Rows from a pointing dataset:
- - -

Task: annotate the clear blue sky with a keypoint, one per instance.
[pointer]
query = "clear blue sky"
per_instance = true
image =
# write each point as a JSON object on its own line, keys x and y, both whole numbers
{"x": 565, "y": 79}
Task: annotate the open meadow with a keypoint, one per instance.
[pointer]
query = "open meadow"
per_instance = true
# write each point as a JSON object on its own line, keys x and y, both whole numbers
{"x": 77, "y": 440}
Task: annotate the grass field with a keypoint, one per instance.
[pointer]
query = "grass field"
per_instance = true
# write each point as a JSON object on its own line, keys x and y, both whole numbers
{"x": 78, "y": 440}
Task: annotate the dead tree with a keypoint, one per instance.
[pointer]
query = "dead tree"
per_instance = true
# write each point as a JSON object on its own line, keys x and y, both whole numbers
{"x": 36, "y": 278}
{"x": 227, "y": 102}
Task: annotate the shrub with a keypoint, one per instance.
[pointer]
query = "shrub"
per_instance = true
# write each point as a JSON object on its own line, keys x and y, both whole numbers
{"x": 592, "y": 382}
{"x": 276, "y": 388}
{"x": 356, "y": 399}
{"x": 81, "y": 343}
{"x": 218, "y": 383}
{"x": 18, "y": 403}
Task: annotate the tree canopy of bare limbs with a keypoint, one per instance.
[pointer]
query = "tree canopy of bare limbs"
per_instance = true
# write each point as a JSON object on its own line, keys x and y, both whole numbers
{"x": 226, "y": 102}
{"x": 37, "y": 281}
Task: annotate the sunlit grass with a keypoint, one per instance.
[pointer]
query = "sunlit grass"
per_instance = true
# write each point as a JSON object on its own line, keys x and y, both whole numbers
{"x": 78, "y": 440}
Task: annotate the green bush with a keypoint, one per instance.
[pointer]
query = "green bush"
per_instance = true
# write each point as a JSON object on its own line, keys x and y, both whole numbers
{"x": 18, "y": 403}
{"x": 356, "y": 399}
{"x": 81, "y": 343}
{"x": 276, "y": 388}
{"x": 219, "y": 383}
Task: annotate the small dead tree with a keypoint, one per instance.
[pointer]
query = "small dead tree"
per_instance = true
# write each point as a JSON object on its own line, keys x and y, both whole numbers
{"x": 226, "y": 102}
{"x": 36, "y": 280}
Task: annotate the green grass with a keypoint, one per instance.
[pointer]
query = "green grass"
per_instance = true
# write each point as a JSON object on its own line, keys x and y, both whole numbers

- - -

#### [Task goal]
Rescale the material, starting with the line containing "Task: annotate the green bush" and going on through the end of the material, and reproduce only those lines with their requests included. Multiply every x and y coordinate in the answers by 0.65 and round each result to a whole number, rounding halves up.

#### [Solution for this task]
Task: annotate the green bush with a keypoint, one per instance.
[pointer]
query = "green bush"
per_instance = true
# write each point as a JSON object on its own line, keys x and y, both whole numbers
{"x": 12, "y": 262}
{"x": 231, "y": 259}
{"x": 53, "y": 223}
{"x": 179, "y": 252}
{"x": 142, "y": 249}
Task: annotate the small dead tree with a keypoint, one per instance.
[pointer]
query = "small dead tree"
per_instance = true
# write each point as a JSON object on its own line, keys x and y, both whole numbers
{"x": 147, "y": 66}
{"x": 23, "y": 182}
Task: annotate the green grass with a keypoint, one per instance.
[pointer]
query = "green grass"
per_instance = true
# write each point as a JSON object on its own line, keys x and y, both whole numbers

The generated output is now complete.